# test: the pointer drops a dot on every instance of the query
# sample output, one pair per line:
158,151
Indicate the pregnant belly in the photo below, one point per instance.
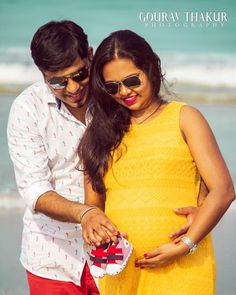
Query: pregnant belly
146,228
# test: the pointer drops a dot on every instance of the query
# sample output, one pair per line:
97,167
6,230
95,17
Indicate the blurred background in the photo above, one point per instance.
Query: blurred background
196,42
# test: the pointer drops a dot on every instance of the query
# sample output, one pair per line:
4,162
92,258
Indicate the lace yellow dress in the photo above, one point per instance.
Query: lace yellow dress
155,174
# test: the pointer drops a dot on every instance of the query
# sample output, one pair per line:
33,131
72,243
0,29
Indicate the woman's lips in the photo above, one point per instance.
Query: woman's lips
76,97
130,100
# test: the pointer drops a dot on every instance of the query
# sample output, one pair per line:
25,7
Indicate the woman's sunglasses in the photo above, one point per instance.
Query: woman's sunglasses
114,86
61,82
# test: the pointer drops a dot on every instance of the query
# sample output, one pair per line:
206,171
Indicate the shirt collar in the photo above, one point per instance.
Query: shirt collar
51,98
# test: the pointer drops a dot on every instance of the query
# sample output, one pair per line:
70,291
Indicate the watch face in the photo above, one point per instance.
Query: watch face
193,249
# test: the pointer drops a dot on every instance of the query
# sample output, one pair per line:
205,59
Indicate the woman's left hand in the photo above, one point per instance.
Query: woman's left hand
162,255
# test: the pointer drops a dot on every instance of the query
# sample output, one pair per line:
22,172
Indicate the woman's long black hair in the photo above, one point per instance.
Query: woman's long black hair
110,120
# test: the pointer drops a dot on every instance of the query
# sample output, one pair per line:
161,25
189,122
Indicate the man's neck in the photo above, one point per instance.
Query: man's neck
78,113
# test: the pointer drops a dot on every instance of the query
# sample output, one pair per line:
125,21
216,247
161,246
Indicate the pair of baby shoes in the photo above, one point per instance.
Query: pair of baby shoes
109,258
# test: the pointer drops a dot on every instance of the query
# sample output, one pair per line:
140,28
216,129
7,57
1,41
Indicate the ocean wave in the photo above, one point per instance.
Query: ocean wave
208,69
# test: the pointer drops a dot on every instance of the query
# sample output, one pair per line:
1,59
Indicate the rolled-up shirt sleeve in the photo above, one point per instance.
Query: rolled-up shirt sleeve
28,153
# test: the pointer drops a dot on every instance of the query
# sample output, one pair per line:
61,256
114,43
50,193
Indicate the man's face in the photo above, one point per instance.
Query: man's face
70,85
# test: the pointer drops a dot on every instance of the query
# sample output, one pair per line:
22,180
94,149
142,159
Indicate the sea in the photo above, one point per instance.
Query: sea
195,40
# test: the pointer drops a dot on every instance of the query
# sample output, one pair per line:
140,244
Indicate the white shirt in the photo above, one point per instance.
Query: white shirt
43,137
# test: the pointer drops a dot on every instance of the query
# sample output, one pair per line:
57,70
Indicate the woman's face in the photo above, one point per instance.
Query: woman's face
137,94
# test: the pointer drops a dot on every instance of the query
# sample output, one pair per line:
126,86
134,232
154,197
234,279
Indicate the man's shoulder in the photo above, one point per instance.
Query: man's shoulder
33,95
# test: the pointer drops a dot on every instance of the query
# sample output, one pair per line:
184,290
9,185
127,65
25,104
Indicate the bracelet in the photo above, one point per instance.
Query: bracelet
187,241
84,211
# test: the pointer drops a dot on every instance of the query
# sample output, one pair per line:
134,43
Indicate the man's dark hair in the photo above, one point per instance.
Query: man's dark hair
57,44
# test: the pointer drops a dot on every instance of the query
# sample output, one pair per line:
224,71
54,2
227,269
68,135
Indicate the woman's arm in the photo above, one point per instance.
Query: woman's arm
97,228
212,169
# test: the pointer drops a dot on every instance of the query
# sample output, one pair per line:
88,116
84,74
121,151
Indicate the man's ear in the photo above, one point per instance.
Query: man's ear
90,54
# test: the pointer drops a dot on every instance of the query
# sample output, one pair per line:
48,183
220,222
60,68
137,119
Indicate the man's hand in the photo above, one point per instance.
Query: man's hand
97,228
190,213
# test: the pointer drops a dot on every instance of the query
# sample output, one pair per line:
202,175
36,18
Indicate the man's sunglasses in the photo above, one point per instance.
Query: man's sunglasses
61,82
114,86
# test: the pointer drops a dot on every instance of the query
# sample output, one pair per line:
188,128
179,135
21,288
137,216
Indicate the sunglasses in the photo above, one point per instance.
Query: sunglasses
114,86
61,82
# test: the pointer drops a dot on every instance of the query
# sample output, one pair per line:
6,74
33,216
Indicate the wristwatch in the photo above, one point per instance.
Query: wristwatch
187,241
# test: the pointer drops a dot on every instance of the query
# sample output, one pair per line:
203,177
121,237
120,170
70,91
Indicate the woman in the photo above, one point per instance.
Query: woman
145,155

--*--

Transcribe all the records above word for word, without their images.

# test: the pointer drops a dot on every instance of the query
# sample output, one pair per line:
158,151
Indicate the pregnant belly in the photo below, one point per instance.
Query: pregnant belly
146,228
# test: the pointer drops a dot on every instance of the query
# sample output, one pair per line:
97,167
6,230
95,17
Indicate the blurred background in the photo above, one point per instance.
Query: blurred background
196,42
# test: the pointer drops a dot on every instance of the query
# sample output, one pair per line:
4,162
92,258
Indicate the lace yellow dress in the photo above, one point per instance.
Query: lace yellow dress
155,174
# test: the pointer drops a dot on every instance of the query
# sample output, one pair per line:
33,131
72,243
0,29
Indicate the woman's lips in the photo above, one point per instance.
Query: woman's lips
76,97
130,100
# test: the pointer drops a dot on every instance of the query
# sample output, one pair per line:
25,7
Indicate the woman's sunglasses in the photo above, one point per instance.
Query: woman's sunglasses
114,86
61,82
# test: the pointer drops a dot on every instance of the query
# sample output, one pair per line:
206,171
Indicate the shirt collar in the photo above, one point per instance.
Query: shirt collar
51,98
# test: the pointer drops a dot on every instance of the query
# sample output, one pair per line:
70,291
Indicate the watch face in the photo above, one point per instance.
Query: watch face
193,249
# test: the pointer drops a dot on every instance of the query
# sample output, one pair per line:
205,59
Indicate the woman's left hand in the photo above, one point per instance.
Query: woman's left hand
162,255
# test: the pointer drops a dot on every instance of the query
# sample output, one pair per line:
22,172
Indicate the woman's long black hair in the photo above, one point per instance.
Query: woman's long black hair
110,120
# test: the pointer drops a dot on every instance of the query
# sample output, one pair per line:
161,25
189,122
Indicate the man's neck in the photo above, one point per instance.
Query: man's neck
78,113
# test: the pointer drops a dot on every instance of the query
# sample output, one pair per line:
125,21
216,247
161,246
Indicate the pair of baby shoes in the photo above, one point per instance.
Query: pair of baby shoes
109,258
# test: the pointer drops a dot on every instance of the query
# sample output, one pair per line:
140,28
216,129
7,57
1,41
Indicate the ocean wave in the photo above, one point per instance.
Query: ocean wave
208,69
# test: the pointer drops a dot on every instance of the query
# sample output, one pair per line:
1,59
Indicate the rolled-up shirt sleeve in the photo above, one point per instance.
Query: rolled-up shirt sleeve
28,153
# test: the pointer drops a dot on every instance of the query
# sample output, one pair per line:
61,256
114,43
50,193
Indicate the man's face in the photo above, one point per instance.
Query: man's face
70,85
# test: the pointer drops a dot on every instance of the query
# sample output, one pair per line:
22,180
94,149
142,159
Indicate the sea in the photo above, one point per instance.
Query: sea
195,40
# test: the pointer drops a dot on every instance of the query
# sample output, one pair per line:
140,244
Indicate the white shirt in the photo above, one point per instance.
Query: white shirt
43,137
# test: the pointer drops a dot on every instance of the query
# sample output, one pair per line:
57,70
Indicate the woman's face in the photo above, one point per instance.
Query: woman's face
137,94
# test: the pointer drops a dot on every instance of the query
# sample output, one pair per line:
126,86
134,232
154,197
234,279
Indicate the man's shoulder in the photo above, one point per instance.
Query: man's shoulder
33,95
# test: the pointer drops a dot on every instance of the query
# sample output, one pair per line:
184,290
9,185
127,65
25,104
Indicate the bracelet in the photo above, one point per instance.
Query: bracelet
187,241
84,211
# test: the pointer drops a dot on every instance of the query
# sample output, one pair per line:
134,43
Indicate the man's dark hair in the photo above, one point per instance.
Query: man's dark hair
57,44
# test: the pointer drops a dot on every instance of the query
# sample output, one pair per line:
224,71
54,2
227,269
68,135
Indicate the woman's arm in the photo above, one point per instance.
Query: woman's arm
97,228
212,169
# test: the pointer drops a dot on every instance of the query
# sample output, one pair per line:
88,116
84,74
121,151
Indicate the man's ear in the photo above, one point per instance.
Query: man's ear
90,54
# test: the pointer drops a dot on every instance of the query
# sample output, one pair per line:
48,183
220,222
60,68
137,119
Indicate the man's hand in the photo above, one point per instance.
Query: man's hand
97,228
190,213
# test: the pointer drops a dot on every instance of the query
# sample output, one pair per line:
202,175
36,18
Indicate the man's sunglasses in the photo above, one point per instance.
Query: man's sunglasses
61,82
114,86
# test: the pointer drops a dot on every instance of the query
# sample output, one pair per line:
188,128
179,135
21,288
137,216
Indicate the sunglasses in the photo above, one point per instance.
Query: sunglasses
114,86
61,82
# test: the pointer drops a dot on every instance of the query
# sample output, one pair per line:
6,74
33,216
Indicate the wristwatch in the photo above, one point per instance.
Query: wristwatch
187,241
# test: the pointer drops a dot on every instance of the query
# sample output, one pair per line:
203,177
121,237
120,170
70,91
Indicate the woman in the photo above, one point per instance.
Query: woman
145,155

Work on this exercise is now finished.